> [TEXT]:
□ □ □

This peer review discussion has been closed.
This article has recently passed its Good Article nomination. I think it has a reasonable state and I'd like to get broader input, especially on accessibility, balance and completeness of the article for a possible FA nomination.

Thanks for the review, Jakob.scholbach (talk) 14:36, 31 December 2008 (UTC)

Lead section[edit]

We should mention subtraction (or negation) as operations that can be preformed by vectors. While it may be mathematically covered by scaling, it is not the intuitive use of the word. The history really could use some inline references. For example, being an analyst I like the idea that "Later enhancements of the theory are due to the widespread presence of vector spaces in mathematical analysis, mainly in the guise of function spaces." But without a reference this sounds like POV. Thenub314 (talk) 14:03, 2 January 2009 (UTC)

In the first section on examples where we mention F and Fn, we should mention the connection is by taking n=1, and maybe mention dimension. We talk about dimension more formally later, but we already mentioned it when looking at R2. Thenub314 (talk) 14:13, 2 January 2009 (UTC)

Thank you! Your points, except for the reference (I'll do that soon) are now covered (I chose to put the subtraction in the first section rather than the lead, just for space considerations).Jakob.scholbach (talk) 22:31, 7 January 2009 (UTC)
Vector spaces with additional structure - comments by Uncia (talk · contribs)
  • order: comparing the vectors componentwise - there are several ways to do this, see Ordered vector space - a little more detail would be helpful.
  • Hm. In view of the limited length of the article, and given the little importance of this to the topic, I would rather not include lexicographic order etc.
  • Normed vector spaces and inner product spaces: We never explain that〈 · | · 〉means the inner product
  • Fixed.
  • Normed vector spaces and inner product spaces: The Minkowski (or Lorentz) inner product is not an inner product in the usual sense because it is not positive definite - do you want to bring up this inner product in this discussion?
  • Good point. I'll ponder about that.
  • Banach spaces - the Lp definition is not quite correct - the elements of the space are equivalence classes of functions and not individual functions. It's probably not worth making a big deal over, just mention that "functions that agree except on a set of measure zero are considered to be the same".
  • This is in a footnote (nb 9). Do you mean it should be moved up?
  • Hilbert spaces - The given L2 inner product is the "mathematical physics" definition; the "mathematics" definition has the conjugates flipped, that is,
 \langle f\ | \ g \rangle = \int_\Omega f(x) \overline{g(x)} \, dx\,\!
See Lp_space#Special_cases.
  • Right.
  • Hilbert spaces - the intro is confusing because it mixes together several different kinds of approximation. I suggest that the message be split in two parts: (1) It is handy to be able to approximate a general function by members of a set of more special (and often much nicer) functions; (2) In Hilbert space we can extend the idea of basis to approximate general vectors by members of a set of more special (and often much nicer) vectors
  • I've reworded that a bit.
Miscellaneous comments by Uncia (talk · contribs)

□ □ □

> [GOAL]: In the peer review, where did Jakob.scholbach choose to put the mention of subtraction, and why?

> [A block of data]:

□ □ □

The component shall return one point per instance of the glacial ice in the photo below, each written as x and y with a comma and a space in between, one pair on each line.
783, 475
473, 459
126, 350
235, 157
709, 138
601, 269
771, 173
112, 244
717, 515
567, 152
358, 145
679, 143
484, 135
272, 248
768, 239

□ □ □

> [TASK RESPONSE]: In the first section rather than the lead, for space considerations.